Текст:
Среди либералов широко распространено мнение, что Анна Ахматова, несмотря на цикл из 10 стихотворений, написанных и опубликованных к 70-летию вождя в 1950 году, была убеждённой антисталинисткой. Однако некоторые её исторические оценки противоречат этому убеждению. Любопытно то, что для Ахматовой Владимир Маяковский был куда более значимой фигурой в русской поэзии, нежели Сергей Есенин. В 1940 году она написала апологетическое стихотворение, посвящённое своему современнику по Серебряному веку, которое заканчивалось строчкой: "В каждом слове бился приговор" — "приговор" старому миру. Революционность Маяковского была куда ближе её душе, нежели народность Есенина, о котором товарищ Сталин не вспомнил ни разу в жизни, а Владимира Маяковского, подобно Ахматовой, объявил "лучшим и талантливейшим поэтом советской эпохи". Так что полными антиподами Иосиф Сталин и Анна Ахматова, видимо, не были. Может быть, поэтому в стихотворном цикле 1950 года, о котором либеральная общественность старается забыть, как о досадном недоразумении из жизни поэтессы, есть несколько стихотворений, отмеченных печатью подлинного вдохновения и таланта.
При всём своём уме, проницательности и чувстве времени Ахматова, видимо, из-за уязвившей её душу зависти "не заметила", что Есенина к середине XX века "выдвинули" не мы грешные, а сама История. Я думаю, что Георгию Васильевичу Свиридову были известны суждения Ахматовой о Есенине, потому что его нижеследующие слова звучат как прямая полемика с ней:
"В лютых бедствиях, в окопах войны, в лагерях и тюрьмах, в изгнании на чужбине народ пронёс с собой Есенина, его стихи, его душу. Не славе Есенина завидуют Маяковский, Пастернак, Цветаева и многие другие поэты, а народной любви к нему, так же, как Сальери завидует не славе и не гениальности Моцарта, а любви к его мелодиям слепого скрипача и трактирной публики. Вот ведь в чём соль! Завидуют, говоря затрёпанным без нужды словом, его народности".

Сохранённые записи данных
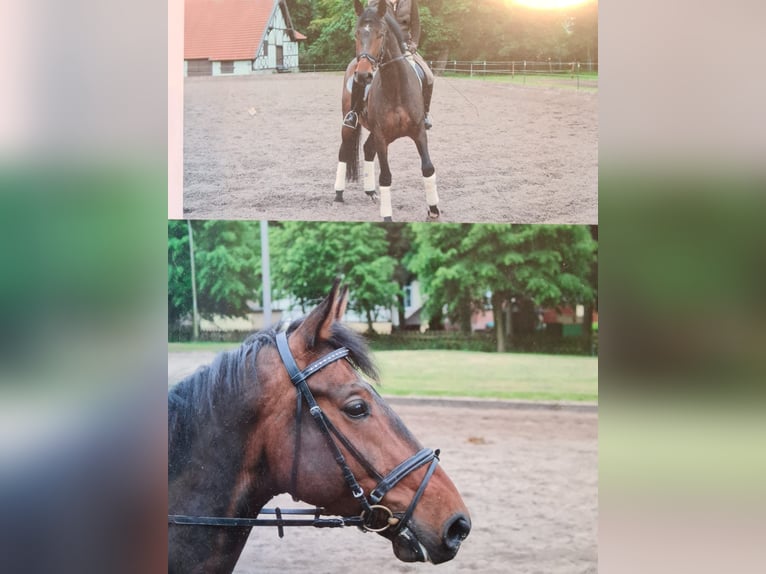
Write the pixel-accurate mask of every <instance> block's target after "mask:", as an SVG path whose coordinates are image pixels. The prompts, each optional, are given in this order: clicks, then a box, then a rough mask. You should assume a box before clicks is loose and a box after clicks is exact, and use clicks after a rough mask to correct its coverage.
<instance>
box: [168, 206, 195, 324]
mask: <svg viewBox="0 0 766 574" xmlns="http://www.w3.org/2000/svg"><path fill="white" fill-rule="evenodd" d="M191 312H192V287H191V262H190V259H189V233H188V229H187V226H186V221H183V220H182V221H172V220H171V221H168V328H173V327H175V326H177V325H178V323H179V321H180V320H181V319H182V318H184V317H187V316H189V315H191Z"/></svg>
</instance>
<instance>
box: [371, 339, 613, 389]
mask: <svg viewBox="0 0 766 574" xmlns="http://www.w3.org/2000/svg"><path fill="white" fill-rule="evenodd" d="M375 358H376V360H377V362H378V366H379V367H380V371H381V387H380V390H381V392H382V393H383V394H390V395H419V396H447V397H481V398H501V399H529V400H551V401H554V400H566V401H594V402H595V401H598V359H597V358H595V357H576V356H562V355H539V354H522V353H505V354H496V353H474V352H467V351H381V352H378V353H375Z"/></svg>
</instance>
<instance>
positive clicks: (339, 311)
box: [335, 285, 348, 322]
mask: <svg viewBox="0 0 766 574" xmlns="http://www.w3.org/2000/svg"><path fill="white" fill-rule="evenodd" d="M347 306H348V285H344V286H343V287H341V290H340V295H339V296H338V309H337V310H336V312H335V320H336V321H338V322H340V321H342V320H343V315H345V314H346V307H347Z"/></svg>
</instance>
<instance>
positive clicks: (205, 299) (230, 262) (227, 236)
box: [168, 221, 261, 325]
mask: <svg viewBox="0 0 766 574" xmlns="http://www.w3.org/2000/svg"><path fill="white" fill-rule="evenodd" d="M191 225H192V231H193V239H194V253H195V257H194V261H195V266H196V275H197V295H198V297H197V298H198V306H199V312H200V315H201V316H203V317H208V318H209V317H212V316H213V315H224V316H230V317H236V316H242V315H244V314H246V313H247V311H248V307H247V301H248V300H259V299H260V289H261V277H260V238H259V235H258V225H259V223H258V222H250V221H192V222H191ZM191 312H192V309H191V262H190V259H189V239H188V228H187V222H186V221H168V323H169V324H170V325H176V324H177V323H178V321H179V320H181V319H183V318H184V317H187V316H189V315H190V314H191Z"/></svg>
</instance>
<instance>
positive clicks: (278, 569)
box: [168, 352, 598, 574]
mask: <svg viewBox="0 0 766 574" xmlns="http://www.w3.org/2000/svg"><path fill="white" fill-rule="evenodd" d="M212 357H213V354H212V353H204V352H190V353H186V352H184V353H171V354H169V355H168V381H169V383H172V382H176V381H178V380H180V379H181V378H182V377H183V376H185V375H187V374H189V373H190V372H192V371H193V370H194V369H195V368H196V366H197V365H201V364H204V363H207V362H209V361H210V360H211V359H212ZM390 402H391V403H392V405H393V407H394V409H395V410H396V411H397V413H399V415H400V416H401V417H402V419H403V420H404V422H405V423H406V424H407V426H408V427H409V428H410V430H411V431H412V432H413V433H414V434H415V436H417V437H418V438H419V439H420V441H421V442H422V443H423V444H424V445H426V446H430V447H433V448H437V447H438V448H441V450H442V457H441V460H442V467H443V468H444V470H445V471H446V472H447V473H448V474H449V476H450V477H451V478H452V480H453V481H454V482H455V485H456V486H457V487H458V490H459V491H460V493H461V494H462V496H463V499H464V501H465V503H466V505H467V506H468V508H469V510H470V512H471V519H472V521H473V530H472V532H471V534H470V536H469V537H468V538H467V539H466V540H465V542H464V543H463V547H462V549H461V550H460V552H459V553H458V555H457V557H456V558H455V559H454V560H452V561H451V562H447V563H445V564H441V565H439V566H433V565H431V564H406V563H403V562H399V561H398V560H397V559H396V558H395V556H394V554H393V551H392V549H391V544H390V542H388V541H387V540H385V539H383V538H381V537H379V536H377V535H374V534H363V533H362V532H360V531H359V530H357V529H356V528H343V529H313V528H292V529H286V532H285V537H284V538H283V539H279V537H278V536H277V531H276V528H257V529H254V530H253V532H252V533H251V535H250V539H249V541H248V544H247V546H246V547H245V550H244V551H243V553H242V556H241V558H240V560H239V563H238V565H237V567H236V569H235V572H237V573H239V574H254V573H256V572H274V573H276V572H280V573H287V572H296V573H297V572H316V573H318V574H323V573H328V574H329V573H338V572H349V571H354V570H357V569H361V570H362V571H364V572H365V573H369V574H371V573H378V572H438V573H440V574H447V573H450V572H478V573H482V574H484V573H488V574H495V573H496V574H507V573H509V572H510V573H541V574H543V573H544V574H564V573H566V574H572V573H585V572H596V571H597V569H598V558H597V556H598V546H597V540H598V527H597V519H598V415H597V414H596V412H595V411H591V412H574V411H570V410H566V409H562V410H549V409H544V410H531V409H519V408H507V407H508V406H509V405H508V403H500V404H495V405H494V406H493V405H492V404H485V405H483V406H481V407H477V406H465V405H462V406H442V405H441V404H434V402H429V401H416V400H411V399H409V400H402V399H390ZM437 402H438V401H437ZM276 505H279V506H281V507H282V508H289V507H294V506H295V503H293V502H292V499H291V498H290V497H289V496H285V495H283V496H280V497H278V498H277V499H275V500H273V501H272V503H270V504H269V505H268V506H270V507H271V506H276Z"/></svg>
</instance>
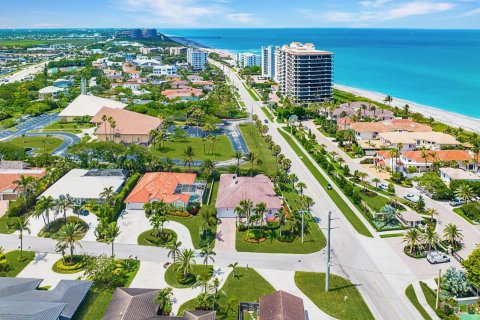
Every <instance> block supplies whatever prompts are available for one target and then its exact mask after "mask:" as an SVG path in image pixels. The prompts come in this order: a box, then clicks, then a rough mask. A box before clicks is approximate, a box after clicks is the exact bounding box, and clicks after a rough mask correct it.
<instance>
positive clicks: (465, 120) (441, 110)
mask: <svg viewBox="0 0 480 320" xmlns="http://www.w3.org/2000/svg"><path fill="white" fill-rule="evenodd" d="M334 87H335V89H339V90H342V91H347V92H350V93H353V94H355V95H357V96H362V97H365V98H368V99H370V100H373V101H377V102H380V103H383V100H384V99H385V96H386V94H382V93H378V92H372V91H367V90H362V89H357V88H352V87H347V86H343V85H339V84H335V86H334ZM392 99H393V101H392V106H393V107H399V108H403V107H404V106H405V105H406V104H408V105H409V106H410V110H411V111H413V112H418V113H421V114H423V115H424V116H426V117H428V118H430V117H432V118H434V119H435V120H437V121H440V122H443V123H445V124H448V125H451V126H454V127H460V128H463V129H465V130H469V131H475V132H480V119H478V118H471V117H467V116H464V115H461V114H458V113H454V112H448V111H443V110H441V109H437V108H433V107H429V106H424V105H421V104H418V103H415V102H412V101H408V100H403V99H398V98H395V97H392Z"/></svg>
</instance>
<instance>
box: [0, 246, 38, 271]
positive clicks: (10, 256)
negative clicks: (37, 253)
mask: <svg viewBox="0 0 480 320" xmlns="http://www.w3.org/2000/svg"><path fill="white" fill-rule="evenodd" d="M33 258H35V252H32V251H23V253H22V258H20V250H14V251H10V252H7V253H5V257H4V259H2V260H6V261H7V266H6V269H5V270H4V271H0V277H16V276H17V275H18V274H19V273H20V272H21V271H22V270H23V269H25V267H26V266H27V265H28V264H29V263H30V262H31V261H32V260H33Z"/></svg>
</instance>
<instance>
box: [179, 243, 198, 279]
mask: <svg viewBox="0 0 480 320" xmlns="http://www.w3.org/2000/svg"><path fill="white" fill-rule="evenodd" d="M194 257H195V251H193V250H192V249H183V250H182V251H181V252H180V255H179V256H178V260H177V263H176V270H177V271H180V272H182V274H183V278H184V279H185V278H187V276H188V274H189V273H190V272H191V271H192V263H195V259H194Z"/></svg>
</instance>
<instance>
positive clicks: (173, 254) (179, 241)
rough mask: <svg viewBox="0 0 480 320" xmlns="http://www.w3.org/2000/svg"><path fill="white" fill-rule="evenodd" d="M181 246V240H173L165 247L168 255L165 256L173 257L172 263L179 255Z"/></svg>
mask: <svg viewBox="0 0 480 320" xmlns="http://www.w3.org/2000/svg"><path fill="white" fill-rule="evenodd" d="M181 246H182V242H181V241H176V242H175V241H174V242H172V243H170V244H169V245H168V247H167V249H168V255H167V257H169V258H170V256H171V257H172V259H173V263H174V264H175V263H176V262H177V257H178V256H179V255H180V247H181Z"/></svg>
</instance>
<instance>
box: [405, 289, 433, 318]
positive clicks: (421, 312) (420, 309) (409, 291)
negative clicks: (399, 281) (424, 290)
mask: <svg viewBox="0 0 480 320" xmlns="http://www.w3.org/2000/svg"><path fill="white" fill-rule="evenodd" d="M405 295H406V296H407V298H408V300H410V302H411V303H412V304H413V305H414V306H415V308H416V309H417V310H418V312H420V314H421V315H422V317H423V318H424V319H426V320H431V319H432V317H430V315H429V314H428V313H427V311H425V309H424V308H423V307H422V305H421V304H420V302H419V301H418V298H417V294H416V293H415V289H413V286H412V285H409V286H408V287H407V289H406V290H405Z"/></svg>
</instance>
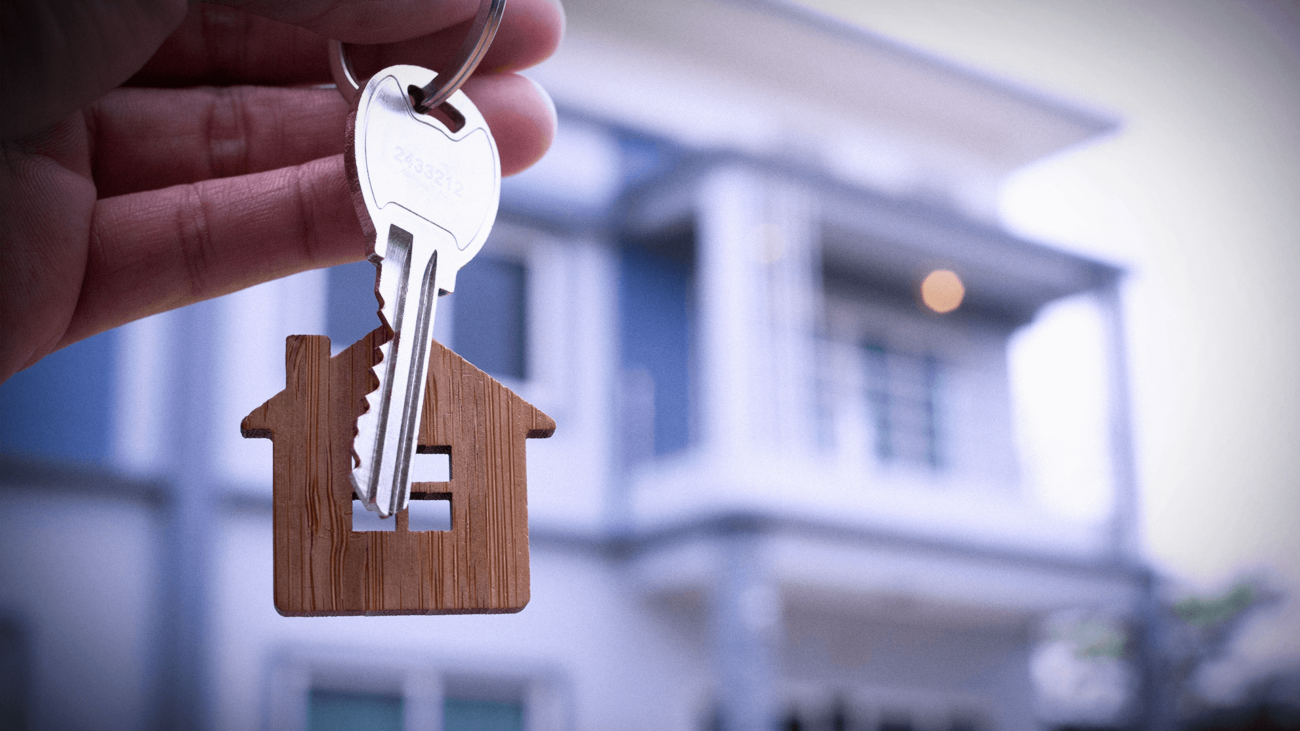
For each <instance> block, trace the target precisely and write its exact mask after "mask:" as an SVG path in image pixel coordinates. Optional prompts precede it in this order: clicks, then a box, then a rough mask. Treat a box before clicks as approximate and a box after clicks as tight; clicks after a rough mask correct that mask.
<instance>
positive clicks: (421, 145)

Задание:
Переведите на английский это предложение из текста об Ахматовой: «Любопытно то, что для Ахматовой Владимир Маяковский был куда более значимой фигурой в русской поэзии, нежели Сергей Есенин».

Ответ:
Curiously, for Akhmatova, Vladimir Mayakovsky was a far more significant figure in Russian poetry than Sergei Yesenin.